■ **What is being asked**: From the line that includes "the white weathered" to the last line of the records, inclusive, repeat each line exactly.

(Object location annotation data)
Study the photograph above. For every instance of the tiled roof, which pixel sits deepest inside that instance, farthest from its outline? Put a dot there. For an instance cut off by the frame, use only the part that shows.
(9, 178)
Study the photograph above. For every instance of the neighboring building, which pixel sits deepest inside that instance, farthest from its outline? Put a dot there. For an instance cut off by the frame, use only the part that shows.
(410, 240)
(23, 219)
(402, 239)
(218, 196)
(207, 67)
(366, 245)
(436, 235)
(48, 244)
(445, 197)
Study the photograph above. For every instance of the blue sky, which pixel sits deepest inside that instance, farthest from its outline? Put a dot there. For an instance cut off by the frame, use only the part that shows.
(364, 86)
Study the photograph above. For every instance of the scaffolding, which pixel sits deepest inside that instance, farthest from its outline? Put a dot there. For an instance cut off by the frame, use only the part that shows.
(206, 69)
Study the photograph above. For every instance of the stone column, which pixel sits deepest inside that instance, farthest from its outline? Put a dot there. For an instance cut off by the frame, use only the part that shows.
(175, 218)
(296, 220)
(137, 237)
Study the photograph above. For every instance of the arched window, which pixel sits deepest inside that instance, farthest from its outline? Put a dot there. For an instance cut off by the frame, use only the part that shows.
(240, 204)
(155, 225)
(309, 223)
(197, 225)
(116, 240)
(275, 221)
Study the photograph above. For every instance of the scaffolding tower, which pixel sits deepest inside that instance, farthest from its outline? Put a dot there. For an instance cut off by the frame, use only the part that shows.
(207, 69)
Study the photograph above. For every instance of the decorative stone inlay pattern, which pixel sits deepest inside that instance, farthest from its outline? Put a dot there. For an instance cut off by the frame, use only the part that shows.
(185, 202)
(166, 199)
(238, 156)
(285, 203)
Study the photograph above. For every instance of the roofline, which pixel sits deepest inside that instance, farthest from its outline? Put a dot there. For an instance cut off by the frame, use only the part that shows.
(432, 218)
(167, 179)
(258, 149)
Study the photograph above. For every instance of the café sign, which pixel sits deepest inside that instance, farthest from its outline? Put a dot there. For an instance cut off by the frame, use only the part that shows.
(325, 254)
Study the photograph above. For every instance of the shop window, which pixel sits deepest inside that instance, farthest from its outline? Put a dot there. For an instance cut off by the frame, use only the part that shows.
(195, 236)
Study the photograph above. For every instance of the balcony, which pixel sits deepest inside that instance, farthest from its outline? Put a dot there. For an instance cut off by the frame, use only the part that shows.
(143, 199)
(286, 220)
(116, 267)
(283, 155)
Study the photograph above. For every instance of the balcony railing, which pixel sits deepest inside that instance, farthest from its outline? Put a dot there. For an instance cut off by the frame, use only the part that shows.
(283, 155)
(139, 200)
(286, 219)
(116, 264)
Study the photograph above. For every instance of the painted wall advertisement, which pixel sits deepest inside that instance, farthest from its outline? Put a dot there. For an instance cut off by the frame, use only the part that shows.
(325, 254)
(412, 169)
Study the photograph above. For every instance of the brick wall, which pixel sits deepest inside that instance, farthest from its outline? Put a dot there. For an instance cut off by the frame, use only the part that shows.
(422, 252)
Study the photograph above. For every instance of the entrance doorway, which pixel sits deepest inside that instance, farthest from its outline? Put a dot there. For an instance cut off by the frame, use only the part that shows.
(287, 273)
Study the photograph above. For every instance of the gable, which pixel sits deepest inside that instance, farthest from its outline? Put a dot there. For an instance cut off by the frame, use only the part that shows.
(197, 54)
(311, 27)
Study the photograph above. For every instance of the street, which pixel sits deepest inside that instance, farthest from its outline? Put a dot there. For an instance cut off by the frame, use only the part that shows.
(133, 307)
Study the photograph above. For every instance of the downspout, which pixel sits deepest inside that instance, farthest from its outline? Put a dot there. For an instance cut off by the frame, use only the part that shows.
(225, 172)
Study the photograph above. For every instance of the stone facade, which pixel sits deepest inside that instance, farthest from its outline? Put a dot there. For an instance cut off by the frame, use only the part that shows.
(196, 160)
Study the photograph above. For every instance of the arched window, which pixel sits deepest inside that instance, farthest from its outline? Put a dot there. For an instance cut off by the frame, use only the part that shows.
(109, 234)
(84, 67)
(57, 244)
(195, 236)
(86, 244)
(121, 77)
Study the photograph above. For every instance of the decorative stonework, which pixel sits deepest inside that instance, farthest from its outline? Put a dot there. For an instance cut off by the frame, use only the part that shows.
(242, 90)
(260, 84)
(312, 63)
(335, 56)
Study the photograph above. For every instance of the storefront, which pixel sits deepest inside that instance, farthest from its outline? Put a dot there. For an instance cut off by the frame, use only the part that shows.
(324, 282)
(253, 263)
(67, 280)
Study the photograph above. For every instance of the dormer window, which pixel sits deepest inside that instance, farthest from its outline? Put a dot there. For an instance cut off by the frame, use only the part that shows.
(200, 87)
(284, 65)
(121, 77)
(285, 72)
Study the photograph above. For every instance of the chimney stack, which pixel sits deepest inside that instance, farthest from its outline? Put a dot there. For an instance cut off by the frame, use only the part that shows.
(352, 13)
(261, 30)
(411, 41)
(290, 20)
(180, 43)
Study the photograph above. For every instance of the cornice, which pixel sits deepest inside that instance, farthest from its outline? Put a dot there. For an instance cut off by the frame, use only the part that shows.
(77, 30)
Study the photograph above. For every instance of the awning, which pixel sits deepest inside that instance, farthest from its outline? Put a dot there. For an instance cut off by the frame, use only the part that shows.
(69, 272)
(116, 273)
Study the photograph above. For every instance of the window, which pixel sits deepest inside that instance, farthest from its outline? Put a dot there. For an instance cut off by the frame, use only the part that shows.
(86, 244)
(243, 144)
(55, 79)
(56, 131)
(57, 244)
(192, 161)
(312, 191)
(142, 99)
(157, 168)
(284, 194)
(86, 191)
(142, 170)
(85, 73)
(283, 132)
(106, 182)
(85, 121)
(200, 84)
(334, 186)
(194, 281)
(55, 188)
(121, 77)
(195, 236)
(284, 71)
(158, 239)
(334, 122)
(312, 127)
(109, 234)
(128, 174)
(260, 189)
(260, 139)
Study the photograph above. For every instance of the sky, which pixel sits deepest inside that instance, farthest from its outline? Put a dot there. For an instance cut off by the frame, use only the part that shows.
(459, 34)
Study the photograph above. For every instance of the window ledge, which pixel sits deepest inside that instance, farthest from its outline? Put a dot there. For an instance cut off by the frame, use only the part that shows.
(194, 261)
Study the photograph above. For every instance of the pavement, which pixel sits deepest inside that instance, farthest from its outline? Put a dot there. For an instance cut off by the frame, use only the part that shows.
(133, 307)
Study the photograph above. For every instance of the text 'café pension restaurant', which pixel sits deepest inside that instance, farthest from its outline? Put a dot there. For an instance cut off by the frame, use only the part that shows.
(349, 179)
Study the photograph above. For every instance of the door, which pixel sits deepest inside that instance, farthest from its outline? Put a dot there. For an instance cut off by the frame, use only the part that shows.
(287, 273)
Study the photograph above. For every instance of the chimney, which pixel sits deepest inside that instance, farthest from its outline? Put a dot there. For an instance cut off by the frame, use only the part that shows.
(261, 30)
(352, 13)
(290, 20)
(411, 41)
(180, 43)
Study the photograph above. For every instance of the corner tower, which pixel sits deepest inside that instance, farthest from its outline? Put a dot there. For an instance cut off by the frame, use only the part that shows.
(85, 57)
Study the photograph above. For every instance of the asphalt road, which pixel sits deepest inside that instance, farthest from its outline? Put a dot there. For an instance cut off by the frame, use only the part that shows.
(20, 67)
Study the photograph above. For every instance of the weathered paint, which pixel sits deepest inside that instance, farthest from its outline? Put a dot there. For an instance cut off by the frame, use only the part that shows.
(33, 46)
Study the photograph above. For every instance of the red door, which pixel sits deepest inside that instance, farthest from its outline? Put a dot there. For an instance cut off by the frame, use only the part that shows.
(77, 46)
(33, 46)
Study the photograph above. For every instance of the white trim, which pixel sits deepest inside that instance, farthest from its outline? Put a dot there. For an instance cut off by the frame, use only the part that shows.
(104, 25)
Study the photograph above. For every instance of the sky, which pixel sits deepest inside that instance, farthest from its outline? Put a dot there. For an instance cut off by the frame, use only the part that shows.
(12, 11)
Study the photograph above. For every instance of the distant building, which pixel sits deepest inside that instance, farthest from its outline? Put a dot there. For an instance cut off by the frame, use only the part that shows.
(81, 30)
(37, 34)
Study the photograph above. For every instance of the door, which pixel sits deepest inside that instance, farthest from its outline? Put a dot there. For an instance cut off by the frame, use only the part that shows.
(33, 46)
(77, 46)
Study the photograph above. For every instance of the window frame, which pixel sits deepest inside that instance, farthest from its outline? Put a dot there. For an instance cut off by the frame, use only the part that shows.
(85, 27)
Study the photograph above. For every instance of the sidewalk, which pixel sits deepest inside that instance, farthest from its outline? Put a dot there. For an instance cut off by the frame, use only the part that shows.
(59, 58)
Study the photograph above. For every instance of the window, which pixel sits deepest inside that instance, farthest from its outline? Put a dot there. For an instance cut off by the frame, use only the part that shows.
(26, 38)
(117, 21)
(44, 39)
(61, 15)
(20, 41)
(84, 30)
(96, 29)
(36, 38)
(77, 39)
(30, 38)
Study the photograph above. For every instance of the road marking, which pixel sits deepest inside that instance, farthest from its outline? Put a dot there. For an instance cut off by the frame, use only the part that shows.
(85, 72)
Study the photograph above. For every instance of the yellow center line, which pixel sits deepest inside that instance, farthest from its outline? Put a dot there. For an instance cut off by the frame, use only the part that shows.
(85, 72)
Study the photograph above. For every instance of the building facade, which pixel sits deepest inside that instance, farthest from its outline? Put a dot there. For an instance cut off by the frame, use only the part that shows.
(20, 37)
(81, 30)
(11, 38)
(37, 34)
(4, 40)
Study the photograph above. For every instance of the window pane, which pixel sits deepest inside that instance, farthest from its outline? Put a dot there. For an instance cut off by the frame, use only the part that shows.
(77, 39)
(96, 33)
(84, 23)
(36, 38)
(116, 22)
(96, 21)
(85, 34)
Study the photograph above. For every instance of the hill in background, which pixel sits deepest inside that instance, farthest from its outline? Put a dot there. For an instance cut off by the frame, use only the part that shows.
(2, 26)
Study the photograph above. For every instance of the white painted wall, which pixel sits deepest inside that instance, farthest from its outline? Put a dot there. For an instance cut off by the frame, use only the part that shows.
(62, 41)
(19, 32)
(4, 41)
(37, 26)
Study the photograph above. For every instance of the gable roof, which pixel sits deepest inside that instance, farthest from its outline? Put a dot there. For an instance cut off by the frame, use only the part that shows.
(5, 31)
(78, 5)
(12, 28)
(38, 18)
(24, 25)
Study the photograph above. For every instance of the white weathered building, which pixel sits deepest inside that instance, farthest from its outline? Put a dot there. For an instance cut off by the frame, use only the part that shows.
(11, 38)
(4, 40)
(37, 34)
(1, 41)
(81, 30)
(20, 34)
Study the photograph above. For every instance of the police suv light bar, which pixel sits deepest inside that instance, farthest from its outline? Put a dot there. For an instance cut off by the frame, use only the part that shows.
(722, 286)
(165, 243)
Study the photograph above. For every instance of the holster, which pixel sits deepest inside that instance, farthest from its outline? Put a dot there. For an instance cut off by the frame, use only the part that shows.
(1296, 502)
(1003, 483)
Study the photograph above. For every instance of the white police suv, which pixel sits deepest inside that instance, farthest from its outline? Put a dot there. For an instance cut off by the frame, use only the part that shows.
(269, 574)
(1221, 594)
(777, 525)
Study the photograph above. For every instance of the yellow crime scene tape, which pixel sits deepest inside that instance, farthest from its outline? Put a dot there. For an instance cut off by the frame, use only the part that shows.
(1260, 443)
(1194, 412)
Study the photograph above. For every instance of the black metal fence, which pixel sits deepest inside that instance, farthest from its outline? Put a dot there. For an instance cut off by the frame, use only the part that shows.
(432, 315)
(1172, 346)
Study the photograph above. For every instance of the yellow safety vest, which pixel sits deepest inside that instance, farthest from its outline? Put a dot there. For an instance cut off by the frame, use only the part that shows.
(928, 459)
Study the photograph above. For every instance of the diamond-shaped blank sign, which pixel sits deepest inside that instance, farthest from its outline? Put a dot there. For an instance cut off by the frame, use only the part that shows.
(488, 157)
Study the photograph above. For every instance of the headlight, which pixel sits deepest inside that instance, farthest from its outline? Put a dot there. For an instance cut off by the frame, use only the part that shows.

■ **Answer in full**:
Study the photograph above. For every instance of the white weathered building, which pixel sits deepest inside that instance, farthest from its outline? Put a dot there. For an instance cut off by the frame, use only the part that shows.
(11, 38)
(4, 40)
(37, 34)
(1, 41)
(81, 30)
(20, 34)
Study the photograph above. For every instance of the police suv light bar, which pixel sits deepest inside that instance, farthest from its outline? Put a dot there. For an instance cut off by the frame, use only the part that shows.
(722, 286)
(165, 243)
Study the photograph above. For every instance of the holster, which pixel sits deepest inside that instance, farthest from its outline? Put a dot there. For an instance cut off by the frame, use only the part that shows.
(1296, 502)
(1003, 483)
Study the photograph above. For every instance of the white police suv, which pixel sits deepest inside that instance, farthest from its outline? Put a dot there. For an instance cut off by the frame, use only the part that shows.
(269, 574)
(1221, 594)
(777, 525)
Study the photograph above. For every instance of the yellow crime scene tape, which pixel sits deepest inside that instance, farthest from its outline? Put a dot there. For an instance cut off by the frame, use only the part that shows.
(1260, 443)
(1194, 412)
Study the photograph above. For every instance of the black metal fence, which pixel sits deepest inside that instance, farthest from its outline? Put a dot there. For an instance cut off by the frame, use only the part that shows.
(432, 315)
(1172, 346)
Study the photograph above. For every instance of the yellow safety vest, which pixel sits deepest inside that instance, farthest from its outline? Put a dot there. For an instance cut off by the frame, use only the part that shows.
(928, 459)
Study the photograph above. For every instance of the diamond-shaped blank sign, which pixel sits deepest inside that instance, farthest from its outline? Put a dot there. For an instance cut off by the frame, use only the part that shows.
(488, 157)
Study the photograph above. For every instance of the headlight, which pixel sits deepest inside that instance, farthest from its outline? Put a dot there. For an instance cut off by the frame, use only the part that shows.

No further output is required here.